Records supplied:
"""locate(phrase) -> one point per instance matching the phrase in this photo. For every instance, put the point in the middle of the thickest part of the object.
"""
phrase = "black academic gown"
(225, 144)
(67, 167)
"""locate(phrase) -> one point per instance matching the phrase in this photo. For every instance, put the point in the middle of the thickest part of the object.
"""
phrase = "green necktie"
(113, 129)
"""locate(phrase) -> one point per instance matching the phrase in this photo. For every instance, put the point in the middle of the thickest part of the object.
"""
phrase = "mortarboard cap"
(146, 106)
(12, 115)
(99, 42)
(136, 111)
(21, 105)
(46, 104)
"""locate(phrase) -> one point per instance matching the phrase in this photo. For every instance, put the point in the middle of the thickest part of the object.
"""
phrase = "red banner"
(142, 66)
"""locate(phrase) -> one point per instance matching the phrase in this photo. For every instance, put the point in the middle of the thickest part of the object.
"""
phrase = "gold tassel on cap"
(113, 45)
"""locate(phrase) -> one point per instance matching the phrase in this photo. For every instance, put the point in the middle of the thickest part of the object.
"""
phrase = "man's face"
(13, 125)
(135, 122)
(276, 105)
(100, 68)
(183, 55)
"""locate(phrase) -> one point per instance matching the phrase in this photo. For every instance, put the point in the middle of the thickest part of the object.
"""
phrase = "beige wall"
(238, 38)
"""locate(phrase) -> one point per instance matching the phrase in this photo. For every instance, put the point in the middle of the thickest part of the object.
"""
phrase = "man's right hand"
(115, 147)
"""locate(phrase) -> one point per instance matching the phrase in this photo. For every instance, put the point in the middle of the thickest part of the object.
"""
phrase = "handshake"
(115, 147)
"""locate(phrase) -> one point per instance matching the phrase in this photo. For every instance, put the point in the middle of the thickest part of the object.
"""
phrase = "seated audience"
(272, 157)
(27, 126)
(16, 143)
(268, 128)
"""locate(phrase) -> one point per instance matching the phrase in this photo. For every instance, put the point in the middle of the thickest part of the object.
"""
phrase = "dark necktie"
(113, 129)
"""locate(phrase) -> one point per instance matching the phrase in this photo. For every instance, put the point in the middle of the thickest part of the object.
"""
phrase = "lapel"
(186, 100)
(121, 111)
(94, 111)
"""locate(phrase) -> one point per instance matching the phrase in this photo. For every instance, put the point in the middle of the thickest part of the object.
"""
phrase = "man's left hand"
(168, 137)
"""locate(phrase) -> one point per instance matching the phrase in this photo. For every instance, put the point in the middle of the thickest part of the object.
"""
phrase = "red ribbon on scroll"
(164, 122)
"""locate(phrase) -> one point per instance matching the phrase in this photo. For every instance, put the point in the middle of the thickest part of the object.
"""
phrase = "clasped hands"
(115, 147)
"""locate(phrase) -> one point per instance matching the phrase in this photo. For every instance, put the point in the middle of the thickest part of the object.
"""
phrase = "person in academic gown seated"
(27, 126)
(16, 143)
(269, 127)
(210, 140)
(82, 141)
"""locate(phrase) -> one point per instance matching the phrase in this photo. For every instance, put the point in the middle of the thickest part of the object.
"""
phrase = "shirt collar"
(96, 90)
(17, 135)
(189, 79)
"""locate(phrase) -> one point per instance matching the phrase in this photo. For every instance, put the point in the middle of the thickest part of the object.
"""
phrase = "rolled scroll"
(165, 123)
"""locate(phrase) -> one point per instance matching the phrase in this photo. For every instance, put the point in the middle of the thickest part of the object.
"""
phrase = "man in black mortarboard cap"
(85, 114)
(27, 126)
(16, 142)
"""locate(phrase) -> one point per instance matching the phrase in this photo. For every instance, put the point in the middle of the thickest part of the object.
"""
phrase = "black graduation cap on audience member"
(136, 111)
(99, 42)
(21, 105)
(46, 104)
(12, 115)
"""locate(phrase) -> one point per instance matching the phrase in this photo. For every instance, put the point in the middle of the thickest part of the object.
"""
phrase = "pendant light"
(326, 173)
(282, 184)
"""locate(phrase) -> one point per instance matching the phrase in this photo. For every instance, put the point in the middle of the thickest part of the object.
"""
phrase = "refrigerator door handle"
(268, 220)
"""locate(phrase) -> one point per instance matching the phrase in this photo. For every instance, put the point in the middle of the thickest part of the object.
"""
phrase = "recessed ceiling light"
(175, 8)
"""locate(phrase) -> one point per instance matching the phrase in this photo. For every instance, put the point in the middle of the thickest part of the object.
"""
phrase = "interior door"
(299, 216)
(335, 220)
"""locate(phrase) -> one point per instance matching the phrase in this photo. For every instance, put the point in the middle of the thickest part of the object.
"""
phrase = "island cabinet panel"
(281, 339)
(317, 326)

Task brief: Each record must be repeated exactly as it is.

Task output:
"""locate(phrase) -> one point per instance matching the phrase in this photo. For every instance, put the point in the middle of the thickest part of the object.
"""
phrase = "black academic gown"
(225, 144)
(67, 167)
"""locate(phrase) -> one point per instance matching the phrase in this photo. For every instance, put the point in the middle of the thickest part of the object.
"""
phrase = "green necktie"
(113, 129)
"""locate(phrase) -> one point per instance matching the phrase in this photo. For every instance, put the point in the middle of the thickest part of the object.
"""
phrase = "mortarboard cap"
(146, 106)
(12, 115)
(99, 42)
(136, 111)
(21, 105)
(46, 104)
"""locate(phrase) -> one point per instance matching the phrase in this photo. For every instance, put the point in the middle of the thickest part of the object.
"""
phrase = "red banner"
(142, 66)
"""locate(phrase) -> one point per instance matching the phrase in this photo. For every instance, put the point in the middle of the thickest part of the object.
"""
phrase = "gold tassel on cap"
(113, 45)
"""locate(phrase) -> one point per instance matching the phrase in this photo. For every instance, put the point in the middle of the thickest part of the object.
"""
phrase = "man's face"
(13, 125)
(135, 122)
(276, 105)
(100, 68)
(183, 55)
"""locate(phrase) -> one point per instance matching the phrase in this photo. For every instance, put the point in the middle of the thickest part of the object.
"""
phrase = "beige wall"
(238, 38)
"""locate(phrase) -> one point per instance matching the phrase in this photo. For every instance, put the point in the middle of the thickest part of the object.
"""
phrase = "man's right hand"
(115, 147)
"""locate(phrase) -> one point per instance matching the phrase in this photo. For every instance, put the point in the middle of the thickest part of the object.
"""
phrase = "handshake"
(115, 147)
"""locate(phrase) -> one point per instance matching the phrase in this photo. For every instance, put the point in the middle of the thickest part of the object.
"""
phrase = "seated audience"
(272, 157)
(27, 126)
(16, 143)
(268, 128)
"""locate(phrase) -> one point per instance matching the phrase in this photo. For every instance, put the point in the middle of the thickest part of the object.
"""
phrase = "dark necktie"
(113, 129)
"""locate(phrase) -> one point per instance matching the phrase in this photo. For every instance, put the point in the middle of the thickest part of the object.
"""
phrase = "lapel"
(186, 100)
(121, 111)
(94, 111)
"""locate(phrase) -> one point per instance matching the phrase in this photo. For every instance, put the point in the middle of the thickest part of the object.
"""
phrase = "man's left hand"
(168, 137)
"""locate(phrase) -> one point per instance matching the phrase in this photo. For every instance, put the point in the middle of the thickest part of the object.
"""
phrase = "red ribbon on scroll"
(164, 122)
"""locate(phrase) -> one point per instance matching the phrase in this photo. For every instance, put the point in the middle of the thickest part of the object.
"""
phrase = "clasped hands"
(115, 147)
"""locate(phrase) -> one point per instance matching the phrase in this photo. For every instance, put the point in the middle of the thickest part of the object.
"""
phrase = "person in academic gown seated"
(27, 126)
(16, 143)
(269, 127)
(210, 140)
(82, 141)
"""locate(phrase) -> one point per instance matching the phrase in this photo. For every instance, put the point in the middle of the thickest part of the object.
"""
phrase = "shirt collar"
(96, 90)
(17, 135)
(189, 79)
"""locate(phrase) -> one point per instance matching the phrase in this photo. For every instance, put the point in the middle of the thickest part of the object.
"""
phrase = "rolled scroll"
(165, 123)
"""locate(phrase) -> one point per instance matching the phrase in this photo. For every instance, put the point in the middle of the thickest part of the object.
"""
phrase = "man in black mortarboard cap"
(85, 114)
(27, 126)
(16, 142)
"""locate(phrase) -> one point per instance matching the phrase in this photo. For every instance, put the point in the middle of the thickest part of the object.
"""
phrase = "black graduation cap on audience member"
(136, 111)
(99, 42)
(21, 105)
(46, 104)
(12, 115)
"""locate(phrase) -> one point per instance matching the phrase in this photo. For every instance, put the point in the middle of the thickest part of the object.
"""
phrase = "pendant light"
(326, 173)
(282, 184)
"""locate(phrase) -> one point per instance matching the phrase in this photo. For every instance, put the point in the middle of the thickest part of the object.
"""
phrase = "refrigerator door handle"
(268, 220)
"""locate(phrase) -> one point per instance matching the phrase in this photo. For every instance, put the point in the middle of the thickest part of the object.
"""
phrase = "recessed ceiling light"
(175, 8)
"""locate(phrase) -> one point per instance matching the phrase in this photo. For every instance, put the point in the middle of the thickest part of the object.
"""
phrase = "interior door"
(299, 216)
(335, 220)
"""locate(phrase) -> one point per instance matching the phrase in this photo. For every instance, put the point in the middle of the thickest part of the object.
"""
phrase = "island cabinet panel"
(281, 339)
(317, 326)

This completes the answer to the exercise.